§ **WHAT THE TASK ASKS**
Decide whether each statement below agrees with the article on the Carrier retirees' data theft, and answer yes or no, quoting the deciding words from the article.
1. The stolen laptops were taken from offices in DeWitt.
2. Letters about the possible breach began going out on a Friday.
3. The breach primarily involves hourly workers.

Carrier retirees' info at risk after theft

January 11, 2007

Charley Hannagan

http://www.syracuse.com/business/poststandard/index.ssf?/base/business-7/1168509951278640.xml&coll=1



The company that handles pensions for United Technologies Corp., including those of its Carrier Corp. subsidiary in DeWitt, has begun notifying active and retired salaried workers that their personal information may have been compromised by the theft of five laptop computers.

Letters from benefit consultant Towers Perrin, on UTC letterhead, began going out Friday to workers whose personal information may have been on the laptops, said Peter Murphy, speaking for UTC. The breach primarily involves salaried workers, he said.

The laptops were taken from Towers Perrin's offices in Manhattan.

"The confidentiality of employee data is extremely important to us. We treat it very delicately. We would expect and hope our suppliers do likewise," Murphy said.

§ **SUPPLIED ENTRIES**
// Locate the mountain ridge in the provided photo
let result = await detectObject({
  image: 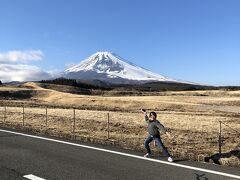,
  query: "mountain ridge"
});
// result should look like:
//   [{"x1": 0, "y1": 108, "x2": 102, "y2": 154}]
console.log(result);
[{"x1": 63, "y1": 51, "x2": 183, "y2": 84}]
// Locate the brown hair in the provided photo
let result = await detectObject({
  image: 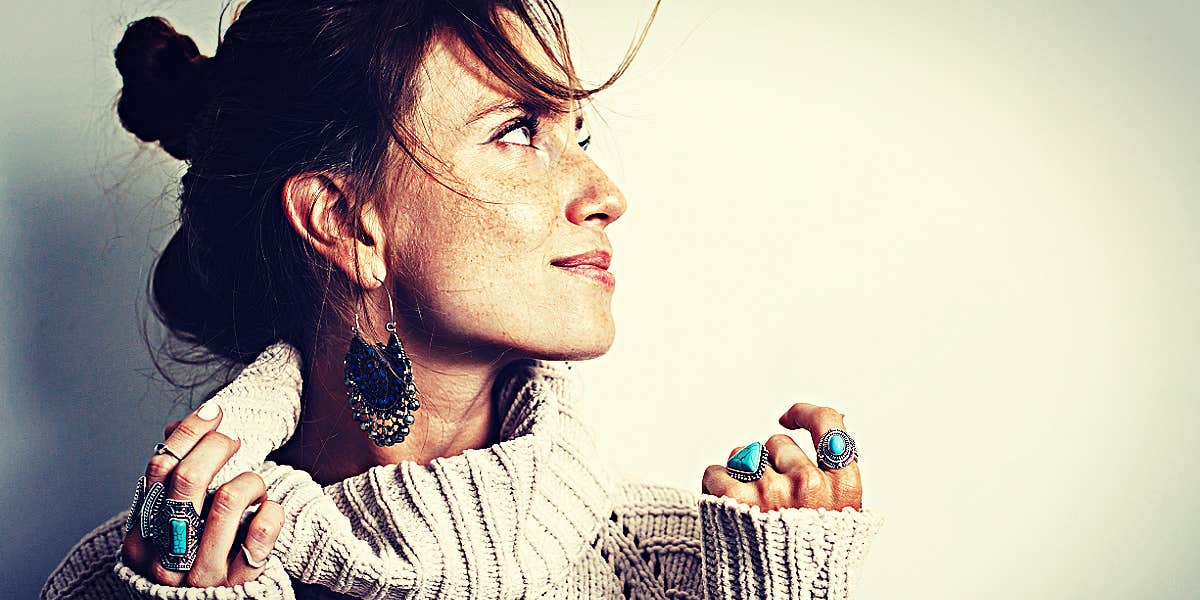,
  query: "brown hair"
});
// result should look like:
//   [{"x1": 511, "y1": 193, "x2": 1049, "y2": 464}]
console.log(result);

§ **PROBLEM SOLUTION**
1. No: "The laptops were taken from Towers Perrin's offices in Manhattan."
2. Yes: "Letters from benefit consultant Towers Perrin, on UTC letterhead, began going out Friday"
3. No: "The breach primarily involves salaried workers"